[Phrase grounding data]
-=-=-=-=-
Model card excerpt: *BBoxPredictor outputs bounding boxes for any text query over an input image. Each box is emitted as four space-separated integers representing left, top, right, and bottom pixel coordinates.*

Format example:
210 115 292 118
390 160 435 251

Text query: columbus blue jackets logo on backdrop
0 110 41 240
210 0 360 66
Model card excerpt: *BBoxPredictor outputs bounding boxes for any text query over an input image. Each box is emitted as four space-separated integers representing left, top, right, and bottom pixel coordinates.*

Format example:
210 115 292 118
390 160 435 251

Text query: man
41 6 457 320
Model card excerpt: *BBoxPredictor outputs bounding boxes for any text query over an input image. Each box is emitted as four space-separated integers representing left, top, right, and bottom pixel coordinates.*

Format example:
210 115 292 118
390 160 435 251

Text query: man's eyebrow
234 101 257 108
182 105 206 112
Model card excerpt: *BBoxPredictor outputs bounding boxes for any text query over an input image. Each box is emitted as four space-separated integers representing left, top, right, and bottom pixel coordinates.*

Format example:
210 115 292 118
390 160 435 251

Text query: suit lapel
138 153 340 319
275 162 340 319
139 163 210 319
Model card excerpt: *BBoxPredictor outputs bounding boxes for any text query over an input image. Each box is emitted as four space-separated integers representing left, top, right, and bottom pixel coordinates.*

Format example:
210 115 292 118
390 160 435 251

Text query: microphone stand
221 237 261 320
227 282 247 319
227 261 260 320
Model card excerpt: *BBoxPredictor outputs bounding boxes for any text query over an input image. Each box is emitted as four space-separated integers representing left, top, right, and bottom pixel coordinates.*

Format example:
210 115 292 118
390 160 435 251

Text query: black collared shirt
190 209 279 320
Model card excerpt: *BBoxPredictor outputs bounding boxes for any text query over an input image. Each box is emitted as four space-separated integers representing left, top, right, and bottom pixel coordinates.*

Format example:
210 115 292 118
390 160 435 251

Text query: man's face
-=-=-=-=-
What you will do: Give again each line shown above, keeping every word as it is.

Written solution:
Model card excerpt: *BBoxPredictor outputs bounding boxes for any text query over an input image. Each box is emitted as four space-separated integers representing left, top, right, and bottom pixel coordinates.*

Format example:
210 115 292 118
390 160 435 251

Text query: columbus blue jackets logo on backdrop
0 110 41 240
210 0 360 66
Model card excerpt: *BBoxPredictor outputs bounding boxes for any text query over an input image. Each box is emitted as four space-separated integers representing left, top, right, and bottom pixel coordinates.*

Format example:
210 115 292 118
390 160 435 251

Text query: man
41 6 457 320
Model card excerpt: *BBoxPredictor outputs bounding boxes for any text query over an input image. Each box is emitted as four space-separated integers representing left, top, right, and bottom pixel coordinates.*

Format example:
210 115 292 118
390 160 435 251

Text query: man's eyebrow
234 101 257 108
182 105 206 112
Model card excerpt: *BBoxPredictor outputs bounding boxes for any text query over an input image. Each box is emitted as four space-separated integers representing left, top, right, and bottom pixel coordinates.*

Format example:
210 115 292 118
390 160 435 251

Text query: suit lapel
138 153 340 319
275 162 340 319
139 163 210 319
Model card excerpt: *BBoxPredictor outputs bounding boxes for any text query over an input image. Each box is emitted as four space-separated integers representing left, top, right, and bottom pixel coordinates.*

Format example:
210 115 292 118
390 160 435 251

Text query: microphone stand
221 237 261 320
227 282 247 319
227 261 260 320
Model card excerpt: *BBoxPredictor outputs bounding boxes for any text query over an input image. Each box is emitted as four space-separated integers representing left, top, right, and bottom pixel coordinates.*

Format example:
210 115 292 118
390 160 435 251

Text query: black collared shirt
190 209 279 320
Model card excerpt: *BBoxPredictor outputs bounding boxes for any text query over an input image. Each box is emitted as four space-separated integers representing left, top, right, and bottom pixel coordinates.*

Format example:
210 115 292 118
390 160 435 251

Text query: man's face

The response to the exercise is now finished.